▶ _Exercise details_: Filter the lines below, copying only those with the string "curved".

▶ _Excerpts from a dataset_:
:::::

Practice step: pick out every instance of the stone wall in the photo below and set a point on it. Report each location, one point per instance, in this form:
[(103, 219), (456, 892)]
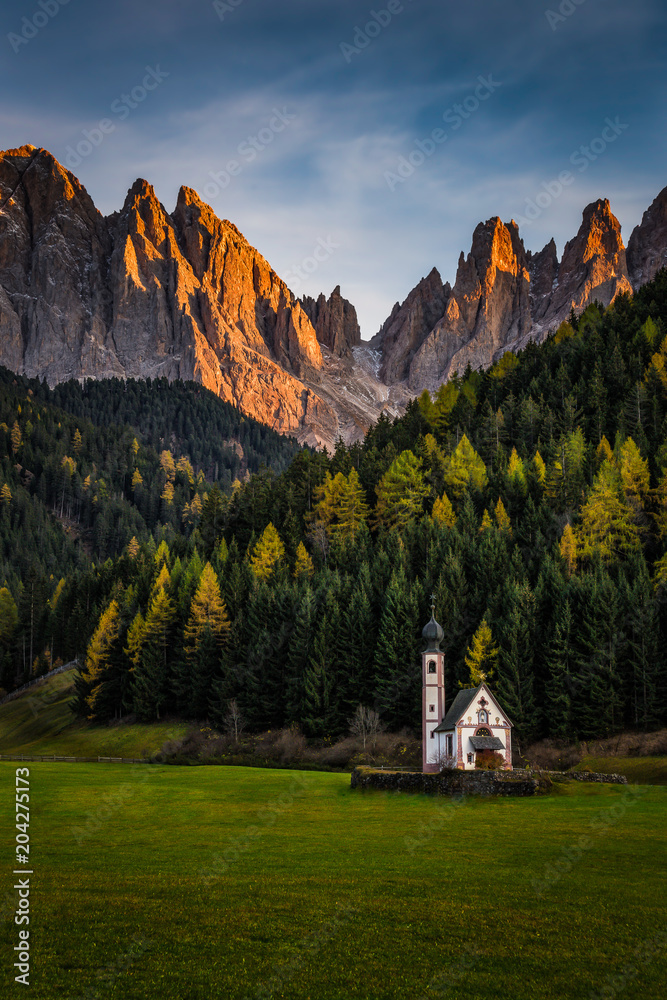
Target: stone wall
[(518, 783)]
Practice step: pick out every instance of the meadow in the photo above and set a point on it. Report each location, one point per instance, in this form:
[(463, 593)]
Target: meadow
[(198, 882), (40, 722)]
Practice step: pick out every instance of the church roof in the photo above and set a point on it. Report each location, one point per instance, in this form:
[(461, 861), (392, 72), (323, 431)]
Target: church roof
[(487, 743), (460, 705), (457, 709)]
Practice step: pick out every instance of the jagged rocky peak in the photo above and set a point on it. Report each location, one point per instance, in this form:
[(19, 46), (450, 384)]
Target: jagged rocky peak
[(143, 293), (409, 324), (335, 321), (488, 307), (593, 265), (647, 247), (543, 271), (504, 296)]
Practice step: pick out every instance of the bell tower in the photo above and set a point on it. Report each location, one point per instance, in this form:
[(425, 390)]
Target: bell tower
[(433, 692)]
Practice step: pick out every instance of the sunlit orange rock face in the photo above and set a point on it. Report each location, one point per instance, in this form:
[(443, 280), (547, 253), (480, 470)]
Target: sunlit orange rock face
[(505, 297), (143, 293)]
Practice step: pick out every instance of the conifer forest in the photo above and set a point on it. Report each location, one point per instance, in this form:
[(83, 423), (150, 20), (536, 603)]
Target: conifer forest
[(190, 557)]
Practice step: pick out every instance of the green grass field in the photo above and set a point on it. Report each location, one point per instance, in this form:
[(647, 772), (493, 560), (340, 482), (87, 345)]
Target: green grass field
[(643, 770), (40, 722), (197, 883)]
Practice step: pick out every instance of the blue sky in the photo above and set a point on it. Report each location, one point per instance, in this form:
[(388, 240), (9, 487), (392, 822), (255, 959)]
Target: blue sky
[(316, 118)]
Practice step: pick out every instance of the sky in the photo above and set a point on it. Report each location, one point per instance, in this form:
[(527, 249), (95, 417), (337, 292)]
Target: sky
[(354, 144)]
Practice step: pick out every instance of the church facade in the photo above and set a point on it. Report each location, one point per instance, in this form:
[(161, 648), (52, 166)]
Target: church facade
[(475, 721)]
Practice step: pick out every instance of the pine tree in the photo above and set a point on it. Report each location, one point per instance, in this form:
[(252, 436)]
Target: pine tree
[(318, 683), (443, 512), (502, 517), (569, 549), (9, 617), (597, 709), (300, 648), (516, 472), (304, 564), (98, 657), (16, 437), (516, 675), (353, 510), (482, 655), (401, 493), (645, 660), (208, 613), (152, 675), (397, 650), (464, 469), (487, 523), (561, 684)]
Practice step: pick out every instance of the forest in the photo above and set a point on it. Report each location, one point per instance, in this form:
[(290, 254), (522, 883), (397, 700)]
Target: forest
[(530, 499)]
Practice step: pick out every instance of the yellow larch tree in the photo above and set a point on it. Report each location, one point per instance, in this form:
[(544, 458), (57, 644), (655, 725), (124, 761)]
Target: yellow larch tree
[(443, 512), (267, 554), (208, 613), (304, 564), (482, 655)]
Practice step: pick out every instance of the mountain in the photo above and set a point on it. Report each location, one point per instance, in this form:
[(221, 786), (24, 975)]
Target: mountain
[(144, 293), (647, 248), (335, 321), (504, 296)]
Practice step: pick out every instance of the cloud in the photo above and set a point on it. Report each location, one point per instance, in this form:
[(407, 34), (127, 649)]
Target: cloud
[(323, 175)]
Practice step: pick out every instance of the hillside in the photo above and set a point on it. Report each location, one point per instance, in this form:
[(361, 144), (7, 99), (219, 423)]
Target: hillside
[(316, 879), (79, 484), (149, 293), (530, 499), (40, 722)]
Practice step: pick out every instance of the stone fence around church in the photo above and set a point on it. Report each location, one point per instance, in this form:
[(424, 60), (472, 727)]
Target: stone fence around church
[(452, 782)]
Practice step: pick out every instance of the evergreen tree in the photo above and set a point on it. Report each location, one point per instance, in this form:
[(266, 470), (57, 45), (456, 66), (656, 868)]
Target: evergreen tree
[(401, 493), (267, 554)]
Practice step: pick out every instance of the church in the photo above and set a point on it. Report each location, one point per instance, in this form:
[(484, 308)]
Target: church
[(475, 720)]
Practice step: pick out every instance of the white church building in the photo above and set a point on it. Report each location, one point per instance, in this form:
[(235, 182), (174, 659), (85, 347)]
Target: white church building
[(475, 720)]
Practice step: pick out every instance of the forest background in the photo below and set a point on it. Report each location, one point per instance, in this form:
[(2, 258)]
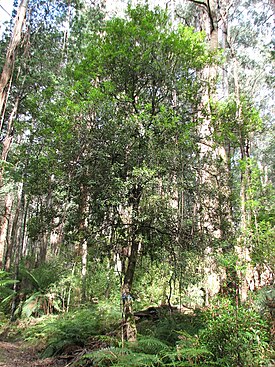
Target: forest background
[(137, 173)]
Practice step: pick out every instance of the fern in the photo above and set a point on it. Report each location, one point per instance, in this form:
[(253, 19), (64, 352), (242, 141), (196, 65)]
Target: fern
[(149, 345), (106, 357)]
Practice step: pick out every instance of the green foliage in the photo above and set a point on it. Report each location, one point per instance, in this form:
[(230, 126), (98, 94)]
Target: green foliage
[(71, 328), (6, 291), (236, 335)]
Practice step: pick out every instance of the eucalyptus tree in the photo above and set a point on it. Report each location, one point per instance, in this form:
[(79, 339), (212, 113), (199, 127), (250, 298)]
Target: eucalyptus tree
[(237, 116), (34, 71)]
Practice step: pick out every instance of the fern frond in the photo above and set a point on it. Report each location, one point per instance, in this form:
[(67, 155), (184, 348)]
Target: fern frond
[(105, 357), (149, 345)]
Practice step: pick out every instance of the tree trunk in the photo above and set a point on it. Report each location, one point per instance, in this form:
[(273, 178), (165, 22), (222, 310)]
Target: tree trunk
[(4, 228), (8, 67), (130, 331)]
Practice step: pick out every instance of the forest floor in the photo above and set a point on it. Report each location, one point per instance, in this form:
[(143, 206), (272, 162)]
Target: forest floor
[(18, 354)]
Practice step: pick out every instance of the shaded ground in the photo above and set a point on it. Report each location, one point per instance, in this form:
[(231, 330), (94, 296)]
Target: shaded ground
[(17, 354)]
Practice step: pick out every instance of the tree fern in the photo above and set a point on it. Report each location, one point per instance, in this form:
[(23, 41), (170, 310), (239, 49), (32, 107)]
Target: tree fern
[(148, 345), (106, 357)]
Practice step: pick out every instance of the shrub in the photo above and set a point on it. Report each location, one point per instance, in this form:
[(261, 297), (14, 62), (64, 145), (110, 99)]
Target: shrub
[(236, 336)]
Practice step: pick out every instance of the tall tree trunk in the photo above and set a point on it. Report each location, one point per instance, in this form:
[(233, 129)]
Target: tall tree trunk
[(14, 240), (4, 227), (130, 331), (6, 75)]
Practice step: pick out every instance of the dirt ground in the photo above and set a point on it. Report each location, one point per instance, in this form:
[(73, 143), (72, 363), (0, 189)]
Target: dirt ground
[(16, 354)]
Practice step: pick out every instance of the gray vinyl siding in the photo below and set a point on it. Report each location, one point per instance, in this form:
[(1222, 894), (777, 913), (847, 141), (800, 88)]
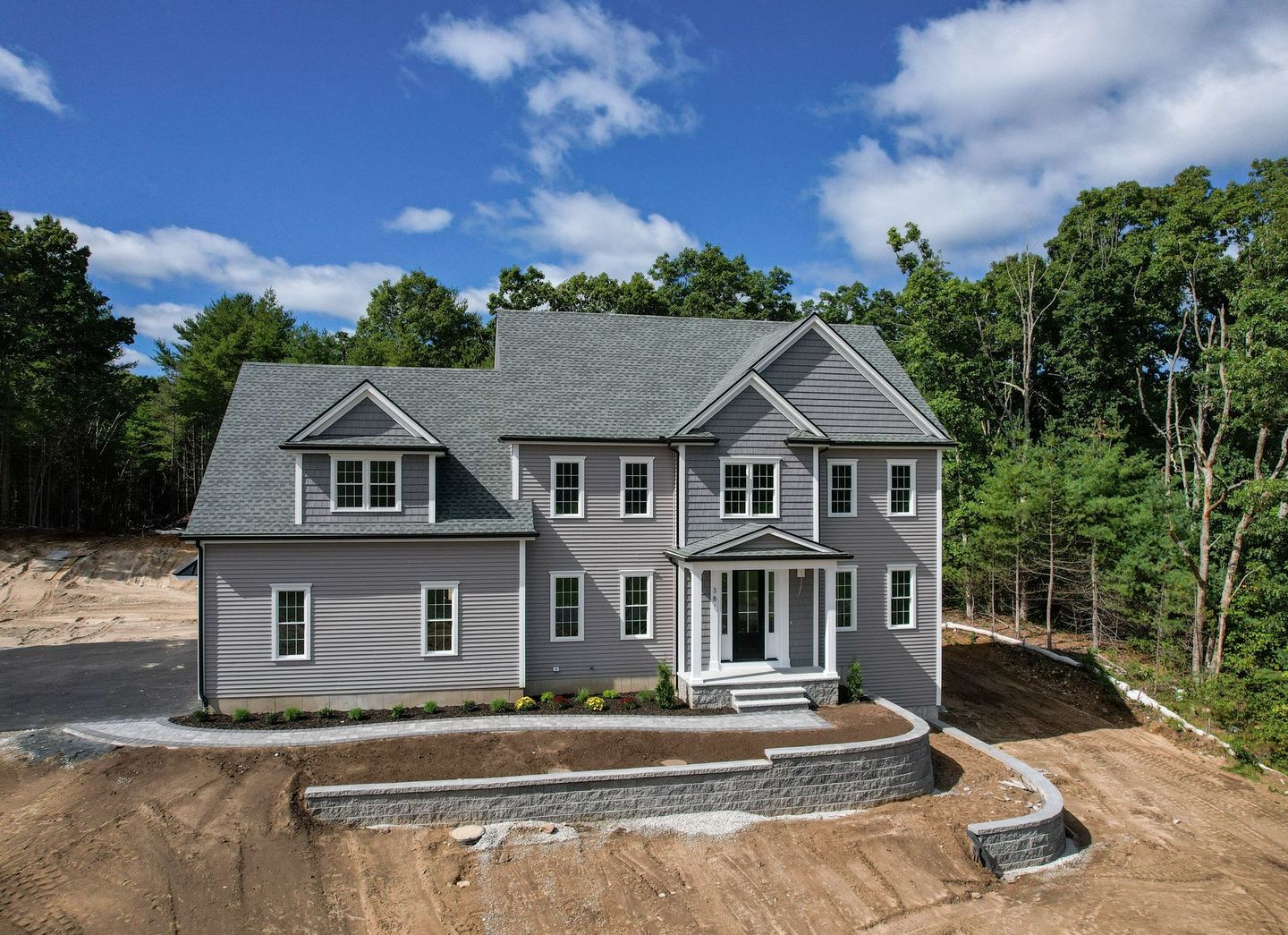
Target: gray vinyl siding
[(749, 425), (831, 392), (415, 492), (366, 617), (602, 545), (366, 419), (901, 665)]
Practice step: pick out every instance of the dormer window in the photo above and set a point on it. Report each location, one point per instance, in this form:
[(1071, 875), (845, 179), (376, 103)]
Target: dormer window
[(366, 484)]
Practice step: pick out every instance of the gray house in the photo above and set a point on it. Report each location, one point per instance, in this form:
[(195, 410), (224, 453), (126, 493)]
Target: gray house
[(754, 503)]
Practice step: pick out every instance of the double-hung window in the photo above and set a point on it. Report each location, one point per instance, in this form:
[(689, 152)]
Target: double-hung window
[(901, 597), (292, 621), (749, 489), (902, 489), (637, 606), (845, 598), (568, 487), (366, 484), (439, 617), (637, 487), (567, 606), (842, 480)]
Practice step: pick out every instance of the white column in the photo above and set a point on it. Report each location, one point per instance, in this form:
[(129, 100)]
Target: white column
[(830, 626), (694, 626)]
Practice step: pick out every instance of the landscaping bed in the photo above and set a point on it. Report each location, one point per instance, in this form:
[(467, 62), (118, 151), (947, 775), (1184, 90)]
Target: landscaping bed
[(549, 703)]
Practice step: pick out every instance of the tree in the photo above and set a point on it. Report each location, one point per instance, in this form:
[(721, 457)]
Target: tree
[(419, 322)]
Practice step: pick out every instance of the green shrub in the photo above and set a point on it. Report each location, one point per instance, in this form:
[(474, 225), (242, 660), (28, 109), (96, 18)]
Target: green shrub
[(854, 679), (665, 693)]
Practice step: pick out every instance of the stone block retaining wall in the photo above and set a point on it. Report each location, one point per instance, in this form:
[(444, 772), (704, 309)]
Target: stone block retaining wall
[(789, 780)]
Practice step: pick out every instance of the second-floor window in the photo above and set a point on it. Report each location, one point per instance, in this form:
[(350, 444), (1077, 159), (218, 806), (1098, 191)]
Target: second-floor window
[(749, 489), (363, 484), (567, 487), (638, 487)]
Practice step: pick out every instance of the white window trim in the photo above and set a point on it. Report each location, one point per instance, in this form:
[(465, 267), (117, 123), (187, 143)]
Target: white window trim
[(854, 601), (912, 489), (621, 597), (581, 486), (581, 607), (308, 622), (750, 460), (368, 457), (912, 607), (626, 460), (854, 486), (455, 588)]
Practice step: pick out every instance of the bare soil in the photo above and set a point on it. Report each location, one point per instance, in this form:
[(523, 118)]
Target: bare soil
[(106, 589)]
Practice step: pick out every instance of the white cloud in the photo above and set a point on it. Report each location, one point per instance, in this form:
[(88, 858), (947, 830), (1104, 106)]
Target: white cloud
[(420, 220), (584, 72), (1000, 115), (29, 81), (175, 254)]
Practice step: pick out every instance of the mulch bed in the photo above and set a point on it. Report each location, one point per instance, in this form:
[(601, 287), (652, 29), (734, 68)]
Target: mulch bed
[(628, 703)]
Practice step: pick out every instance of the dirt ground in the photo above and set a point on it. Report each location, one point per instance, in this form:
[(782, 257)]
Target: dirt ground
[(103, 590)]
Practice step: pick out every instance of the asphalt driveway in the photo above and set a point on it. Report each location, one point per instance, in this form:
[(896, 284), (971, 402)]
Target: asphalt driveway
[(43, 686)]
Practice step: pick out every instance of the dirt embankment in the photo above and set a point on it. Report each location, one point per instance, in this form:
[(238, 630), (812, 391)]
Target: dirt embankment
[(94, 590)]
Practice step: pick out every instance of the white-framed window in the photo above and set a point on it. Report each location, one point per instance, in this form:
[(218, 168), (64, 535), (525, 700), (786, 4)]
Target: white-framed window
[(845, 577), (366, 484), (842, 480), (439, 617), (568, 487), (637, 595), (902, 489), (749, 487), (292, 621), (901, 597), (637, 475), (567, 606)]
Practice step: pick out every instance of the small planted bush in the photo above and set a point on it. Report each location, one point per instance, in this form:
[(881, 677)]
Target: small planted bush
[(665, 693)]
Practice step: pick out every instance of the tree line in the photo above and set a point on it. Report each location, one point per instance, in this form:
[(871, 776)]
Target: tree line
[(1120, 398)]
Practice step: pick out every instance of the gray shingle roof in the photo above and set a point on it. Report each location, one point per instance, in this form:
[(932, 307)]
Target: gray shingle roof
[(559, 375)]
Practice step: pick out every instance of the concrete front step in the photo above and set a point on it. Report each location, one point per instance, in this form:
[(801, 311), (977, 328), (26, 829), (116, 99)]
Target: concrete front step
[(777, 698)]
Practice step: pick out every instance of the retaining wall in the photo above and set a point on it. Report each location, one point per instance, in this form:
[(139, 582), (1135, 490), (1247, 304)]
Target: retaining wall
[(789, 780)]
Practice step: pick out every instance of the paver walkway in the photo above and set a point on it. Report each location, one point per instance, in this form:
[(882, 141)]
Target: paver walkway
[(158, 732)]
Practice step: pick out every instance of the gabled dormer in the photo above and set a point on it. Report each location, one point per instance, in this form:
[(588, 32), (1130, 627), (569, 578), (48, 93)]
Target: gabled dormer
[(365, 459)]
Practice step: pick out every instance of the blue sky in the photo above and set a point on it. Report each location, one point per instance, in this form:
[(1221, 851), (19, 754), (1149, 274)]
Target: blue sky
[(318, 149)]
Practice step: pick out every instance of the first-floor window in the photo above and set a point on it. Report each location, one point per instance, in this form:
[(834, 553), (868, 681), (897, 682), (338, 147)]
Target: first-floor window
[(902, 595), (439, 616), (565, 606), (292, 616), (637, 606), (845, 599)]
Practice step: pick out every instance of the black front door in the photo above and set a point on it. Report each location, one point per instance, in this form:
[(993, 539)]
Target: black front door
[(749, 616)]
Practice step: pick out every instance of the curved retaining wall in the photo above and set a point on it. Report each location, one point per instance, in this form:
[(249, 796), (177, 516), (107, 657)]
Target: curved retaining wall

:::::

▶ _Reply to the task_:
Practice step: pick out every instance of the curved retaining wall in the photo above and set a point on it. Report each location, one point per instance, in this form:
Target: curved retaining wall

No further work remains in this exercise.